=== EXERCISE DETAILS ===
Copy the lines of the listing below, from the line containing "segment(query) outlines every" through the line containing "Give the mask of the ceiling", both included, and reproduce each one character for character. Omit any picture from your answer.

=== RECORDS SHOWN ===
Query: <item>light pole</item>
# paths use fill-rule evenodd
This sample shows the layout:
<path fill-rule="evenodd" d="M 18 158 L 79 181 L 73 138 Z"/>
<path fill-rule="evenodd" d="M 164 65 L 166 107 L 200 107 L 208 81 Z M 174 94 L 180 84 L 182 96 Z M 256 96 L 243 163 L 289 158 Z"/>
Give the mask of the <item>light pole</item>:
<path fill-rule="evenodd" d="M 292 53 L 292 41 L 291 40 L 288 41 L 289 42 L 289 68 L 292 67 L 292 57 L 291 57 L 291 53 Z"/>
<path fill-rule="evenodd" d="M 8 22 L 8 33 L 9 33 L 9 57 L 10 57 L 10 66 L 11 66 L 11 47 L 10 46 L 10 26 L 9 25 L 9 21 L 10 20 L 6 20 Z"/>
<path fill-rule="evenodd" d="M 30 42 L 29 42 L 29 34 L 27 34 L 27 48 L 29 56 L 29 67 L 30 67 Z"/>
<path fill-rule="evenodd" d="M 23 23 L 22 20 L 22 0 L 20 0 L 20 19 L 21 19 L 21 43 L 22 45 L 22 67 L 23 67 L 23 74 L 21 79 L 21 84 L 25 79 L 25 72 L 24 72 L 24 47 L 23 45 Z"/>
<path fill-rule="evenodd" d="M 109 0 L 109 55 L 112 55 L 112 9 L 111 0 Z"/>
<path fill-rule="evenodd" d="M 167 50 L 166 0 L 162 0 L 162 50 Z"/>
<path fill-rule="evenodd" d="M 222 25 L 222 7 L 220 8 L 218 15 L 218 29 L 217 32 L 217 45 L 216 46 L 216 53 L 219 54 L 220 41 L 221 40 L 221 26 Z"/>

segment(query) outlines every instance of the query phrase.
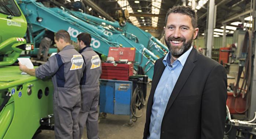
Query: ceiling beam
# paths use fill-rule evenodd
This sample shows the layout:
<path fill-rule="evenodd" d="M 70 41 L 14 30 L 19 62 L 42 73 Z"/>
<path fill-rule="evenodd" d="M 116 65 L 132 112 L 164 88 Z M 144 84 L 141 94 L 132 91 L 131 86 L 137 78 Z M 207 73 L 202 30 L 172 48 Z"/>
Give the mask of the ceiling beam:
<path fill-rule="evenodd" d="M 136 17 L 159 17 L 160 18 L 165 18 L 165 14 L 158 14 L 157 15 L 156 14 L 147 14 L 147 13 L 142 13 L 142 14 L 129 14 L 130 16 L 134 16 Z"/>
<path fill-rule="evenodd" d="M 140 29 L 143 30 L 160 30 L 161 29 L 164 29 L 163 28 L 162 28 L 161 27 L 154 27 L 151 26 L 140 26 L 139 27 L 140 28 Z"/>
<path fill-rule="evenodd" d="M 104 10 L 102 10 L 96 4 L 94 3 L 91 0 L 84 0 L 83 1 L 85 4 L 93 9 L 94 10 L 100 14 L 102 16 L 105 18 L 111 21 L 114 21 L 115 20 L 113 18 L 107 13 Z"/>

=== RESPONSE ===
segment(query) outlines every instance of the query phrase.
Query: ceiling beam
# paths use fill-rule evenodd
This sample shows the layout:
<path fill-rule="evenodd" d="M 70 41 L 14 30 L 19 62 L 42 73 Z"/>
<path fill-rule="evenodd" d="M 116 65 L 132 112 L 164 88 Z M 144 84 L 141 94 L 132 91 L 131 86 L 137 78 Z M 207 73 L 202 30 L 172 48 Z"/>
Give the mask of the ceiling beam:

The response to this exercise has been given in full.